People really enjoy the feeling of self-expansion, and as a result, they try very hard to look for self-expansive opportunities. People can do this in various ways. For example, some people might look for new relationships to keep the positive feeling of growth alive, whereas others might instead try new activities with current relationship partners as a way to increase their self-expansion.

What happens if your best friend bombs a chemistry midterm? Will you react to his or her failure as if it was your own, or will you suddenly want to shrink away from your friend? It makes sense that people include others’ positive elements in their self-concepts when they grow. After all, it usually feels good to have successful friends. However, self-expansion is not necessarily selfish: People don’t only include the good elements of others in themselves when they grow. The fact that some people might even include others’ negative elements in themselves shows how strong the need to self-expand is; it might even be stronger than our need to make ourselves feel good! Finally, like other human motivations, self-expansion is not necessarily a conscious one; a person may not always be aware of why he or she wants to meet new people and try new things.

Self-Expansion Theory Background and History

The motivation to self-expand is tied to people’s ability to accomplish their goals, thus self-expansion is related to psychological models of self-efficacy, intrinsic motivation, self-actualization, and the self-improvement motivation. The idea that the self is created through relationships with close others goes back to Martin Buber’s conception of the “Thou” and “I” uniting and is also related to George Herbert Mead’s work on social interactions. Carl Jung believed that relationship partners could draw out otherwise hidden aspects of the self to create greater wholeness, and Abraham Maslow thought that loved ones could be included in people’s self-concepts. Within social psychology, Fritz Heider’s concept of the unit relation that can form between close others comes closest to Art and Elaine Aron’s recent idea of inclusion of others in the self.

Self-Expansion Theory Research Evidence

One of the most common ways that humans self-expand is through their relationships with others. In relationships, people can feel distant and completely different from the other person, or they can feel a close sense of oneness called psychological overlap. Psychological overlap with close others is measured with the Inclusion of Other in the Self Scale, which is a set of seven pairs of circles with gradually increasing levels of overlap. Participants are asked to select the pair of circles that most represents their relationship.

This scale measures both feelings of closeness and behaviors related to closeness. Psychological overlap as measured by this scale is strongly related to relationship satisfaction, commitment, relationship investment and importance, and the percentage that dating partners use the pronouns we and us when discussing their relationship. This scale also predicts whether people stay in a relationship in a 3-month posttest.

According to research, the idea that the self expands through relationships can be taken literally. For example, people in close relationships describe their self-concepts with more complexity do than those who are not in close relationships. As well, people who report falling in love describe themselves with more different domains of self-content compared with their baseline “not in love” state and compared with those who are not in love.

————————

*Aim*.
Could you transcribe the self-expansion passage, starting with "Self-Expansion Theory Research" and going on through "represents their relationship."? You won't need the data for anything here.

*Data*.
————————

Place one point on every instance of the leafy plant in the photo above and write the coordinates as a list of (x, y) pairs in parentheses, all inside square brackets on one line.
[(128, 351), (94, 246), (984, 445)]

————————

*Output for this task*.
Self-Expansion Theory Research Evidence

One of the most common ways that humans self-expand is through their relationships with others. In relationships, people can feel distant and completely different from the other person, or they can feel a close sense of oneness called psychological overlap. Psychological overlap with close others is measured with the Inclusion of Other in the Self Scale, which is a set of seven pairs of circles with gradually increasing levels of overlap. Participants are asked to select the pair of circles that most represents their relationship.